The CTC-RI team also guides practices around precise measurement specifications that are required for reporting by the Office of the Health Insurance Commissioner. Measures include adult BMI assessment, screening for adult clinical depression and follow up planning, controlling high blood pressure, and comprehensive diabetes control. In monthly meetings and shared data review, practices explore definitions related to each of the measures. For example, practices need to know exactly which patients to include in their reporting by age and enrollment in the practice to determine the appropriate numerators and denominators.
Practices also need to use a uniform measurement timeframe. By definition some timeframes are 12 months and others are 24 months. Each measure also has cases when records may, and should, be excluded from calculations. The attention to these definitions is very important for accurate reporting, for determining year-over-year changes in critical clinical health outcomes, and for informing the incentive payments to practices. Alignment of incentive payments with achieving process measures (such as screening) and outcome measures (such as control) help to improve the quality of primary care, one of the Foundation’s Healthy Lives sector strategies.
While the CTC-RI staff need to explore the nitty-gritty details of the data, the organization also uses high-level data to monitor system-level changes that are occurring. Foremost among them is understanding the contribution of CTC-RI practices to reducing health care costs for Rhode Islanders. In a study conducted in 2017 using data from Rhode Island’s All Payer’s Claims Database, CTC-RI found that that total cost of care spending in 2016 for patients at CTC practices was $217 million less than spending at non-PCMH practices. Understanding the drivers and monitoring the trend of health care costs are important first steps towards controlling health care spending.

**Record set:**
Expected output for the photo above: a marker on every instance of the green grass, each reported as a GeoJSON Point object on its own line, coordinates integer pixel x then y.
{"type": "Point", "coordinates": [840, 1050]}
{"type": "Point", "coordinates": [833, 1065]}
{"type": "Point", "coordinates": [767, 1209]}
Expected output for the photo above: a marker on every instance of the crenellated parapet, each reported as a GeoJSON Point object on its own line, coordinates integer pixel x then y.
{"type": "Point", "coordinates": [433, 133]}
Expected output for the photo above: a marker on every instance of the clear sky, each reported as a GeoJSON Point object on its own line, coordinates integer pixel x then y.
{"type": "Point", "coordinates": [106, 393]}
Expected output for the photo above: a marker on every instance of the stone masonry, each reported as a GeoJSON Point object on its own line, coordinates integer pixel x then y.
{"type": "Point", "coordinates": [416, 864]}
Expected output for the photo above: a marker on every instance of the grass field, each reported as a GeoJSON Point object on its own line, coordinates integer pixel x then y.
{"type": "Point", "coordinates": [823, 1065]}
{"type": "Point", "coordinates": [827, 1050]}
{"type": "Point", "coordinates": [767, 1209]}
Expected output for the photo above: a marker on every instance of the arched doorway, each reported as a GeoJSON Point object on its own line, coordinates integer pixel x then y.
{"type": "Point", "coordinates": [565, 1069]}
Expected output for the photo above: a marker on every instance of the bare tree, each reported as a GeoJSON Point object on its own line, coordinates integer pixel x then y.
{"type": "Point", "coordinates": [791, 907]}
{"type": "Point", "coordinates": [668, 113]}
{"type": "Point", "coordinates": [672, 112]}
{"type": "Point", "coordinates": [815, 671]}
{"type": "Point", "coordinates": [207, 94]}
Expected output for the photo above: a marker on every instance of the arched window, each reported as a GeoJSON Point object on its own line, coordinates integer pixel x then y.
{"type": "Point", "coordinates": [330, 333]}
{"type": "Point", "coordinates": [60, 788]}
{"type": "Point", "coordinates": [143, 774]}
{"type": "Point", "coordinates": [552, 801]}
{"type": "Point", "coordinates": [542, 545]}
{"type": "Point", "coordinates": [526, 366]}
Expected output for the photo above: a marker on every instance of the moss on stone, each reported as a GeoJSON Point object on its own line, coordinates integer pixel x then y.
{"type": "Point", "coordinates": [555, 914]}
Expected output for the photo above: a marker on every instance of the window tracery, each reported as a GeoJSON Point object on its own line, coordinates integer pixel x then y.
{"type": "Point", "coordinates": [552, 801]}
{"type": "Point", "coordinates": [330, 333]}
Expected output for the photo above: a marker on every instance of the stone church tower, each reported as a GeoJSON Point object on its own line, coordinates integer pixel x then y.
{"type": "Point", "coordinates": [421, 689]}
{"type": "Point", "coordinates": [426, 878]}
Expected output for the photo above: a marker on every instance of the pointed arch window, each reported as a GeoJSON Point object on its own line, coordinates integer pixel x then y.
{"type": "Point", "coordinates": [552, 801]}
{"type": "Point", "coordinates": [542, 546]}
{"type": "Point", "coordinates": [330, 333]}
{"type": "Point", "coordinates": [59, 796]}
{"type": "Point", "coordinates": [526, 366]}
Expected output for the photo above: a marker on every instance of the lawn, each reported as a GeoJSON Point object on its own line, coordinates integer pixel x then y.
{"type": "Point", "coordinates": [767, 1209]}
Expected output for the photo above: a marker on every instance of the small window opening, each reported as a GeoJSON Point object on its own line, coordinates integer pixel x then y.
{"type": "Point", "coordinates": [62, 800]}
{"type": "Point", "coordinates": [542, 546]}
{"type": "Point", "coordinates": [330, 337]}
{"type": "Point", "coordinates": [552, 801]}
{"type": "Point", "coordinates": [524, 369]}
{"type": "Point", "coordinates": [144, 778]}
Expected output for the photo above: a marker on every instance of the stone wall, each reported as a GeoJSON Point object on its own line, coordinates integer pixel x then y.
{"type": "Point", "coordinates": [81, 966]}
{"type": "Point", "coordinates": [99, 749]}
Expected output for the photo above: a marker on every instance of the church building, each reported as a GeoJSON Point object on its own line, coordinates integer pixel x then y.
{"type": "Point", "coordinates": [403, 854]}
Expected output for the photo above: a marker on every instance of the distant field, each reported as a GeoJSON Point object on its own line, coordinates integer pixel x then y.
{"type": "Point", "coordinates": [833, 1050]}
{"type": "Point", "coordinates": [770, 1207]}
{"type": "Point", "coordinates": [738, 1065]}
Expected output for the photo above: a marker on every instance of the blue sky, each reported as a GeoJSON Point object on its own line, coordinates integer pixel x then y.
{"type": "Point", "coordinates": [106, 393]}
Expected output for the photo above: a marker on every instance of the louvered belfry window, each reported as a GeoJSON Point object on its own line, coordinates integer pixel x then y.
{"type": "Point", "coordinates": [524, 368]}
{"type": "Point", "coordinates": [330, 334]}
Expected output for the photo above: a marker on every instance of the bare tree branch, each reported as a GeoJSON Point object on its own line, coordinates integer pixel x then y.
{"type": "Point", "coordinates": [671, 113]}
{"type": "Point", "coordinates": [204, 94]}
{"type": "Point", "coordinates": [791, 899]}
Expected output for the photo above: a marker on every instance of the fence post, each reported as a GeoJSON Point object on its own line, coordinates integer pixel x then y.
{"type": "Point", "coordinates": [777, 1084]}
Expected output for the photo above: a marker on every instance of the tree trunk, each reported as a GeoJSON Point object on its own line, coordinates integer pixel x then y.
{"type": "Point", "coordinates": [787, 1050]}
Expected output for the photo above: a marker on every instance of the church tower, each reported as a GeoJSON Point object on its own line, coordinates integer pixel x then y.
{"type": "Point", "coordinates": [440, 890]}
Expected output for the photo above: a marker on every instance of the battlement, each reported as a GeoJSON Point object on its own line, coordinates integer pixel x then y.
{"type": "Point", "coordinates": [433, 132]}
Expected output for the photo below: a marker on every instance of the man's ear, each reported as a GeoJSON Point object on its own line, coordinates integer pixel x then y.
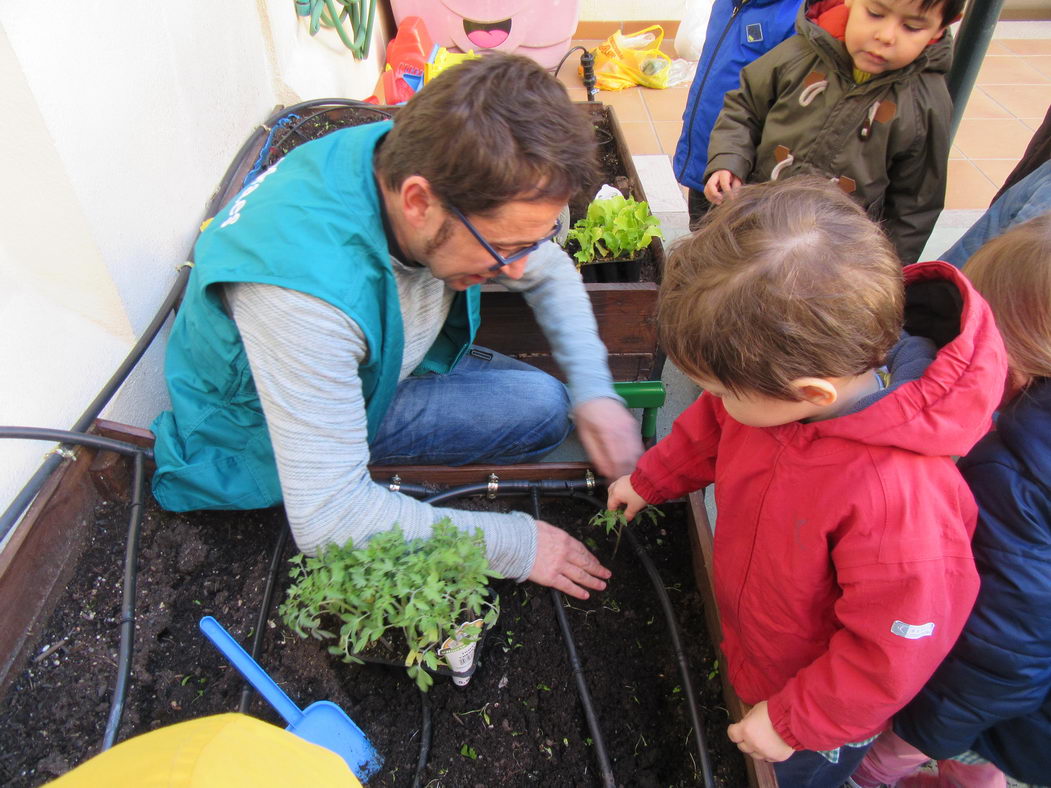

**Tasks to carry out:**
1. According to the CTC-RI excerpt, how much less was total cost of care spending in 2016 for patients at CTC practices than spending at non-PCMH practices?
2. Duplicate the part of the CTC-RI excerpt that opens with the words containing "The CTC-RI team" and closes with "numerators and denominators.".
3. Go on with the CTC-RI excerpt, picking up after its last sentence.

**Results in order:**
1. $217 million less

2.
The CTC-RI team also guides practices around precise measurement specifications that are required for reporting by the Office of the Health Insurance Commissioner. Measures include adult BMI assessment, screening for adult clinical depression and follow up planning, controlling high blood pressure, and comprehensive diabetes control. In monthly meetings and shared data review, practices explore definitions related to each of the measures. For example, practices need to know exactly which patients to include in their reporting by age and enrollment in the practice to determine the appropriate numerators and denominators.

3.
Patient centered and accessible primary care are important for improved health outcomes. The PCMH model promotes prevention and wellness, and offers greater access to the primary care team for coordinated treatment. The Rhode Island pediatric PCMH model (PCMH-Kids) was developed with grant support from the Rhode Island Foundation to the Executive Office of Health and Human Services in 2013. Now overseen by CTC-RI, pediatric practices are increasingly adopting the PCMH-Kids model with the goal of providing patient centered primary care which meets the unique needs of children and their families. Through the Foundation’s investments and the continued transformation of primary care, we hope to see progress towards the targets of 90% of adults having a routine annual checkup and 75% of children having a medical home by the year 2025.
The data and related evaluation and learning from initiatives led by organizations such as CTC-RI are critical to understanding the impact of their work. The PCMH model is demonstrating positive progress toward increased primary care access, utilization, and quality, all necessary if our health care system is going to continue the journey toward the Triple Aim goals of improved care, improved health, and lower costs. CTC-RI is a strong teacher as they lead the way.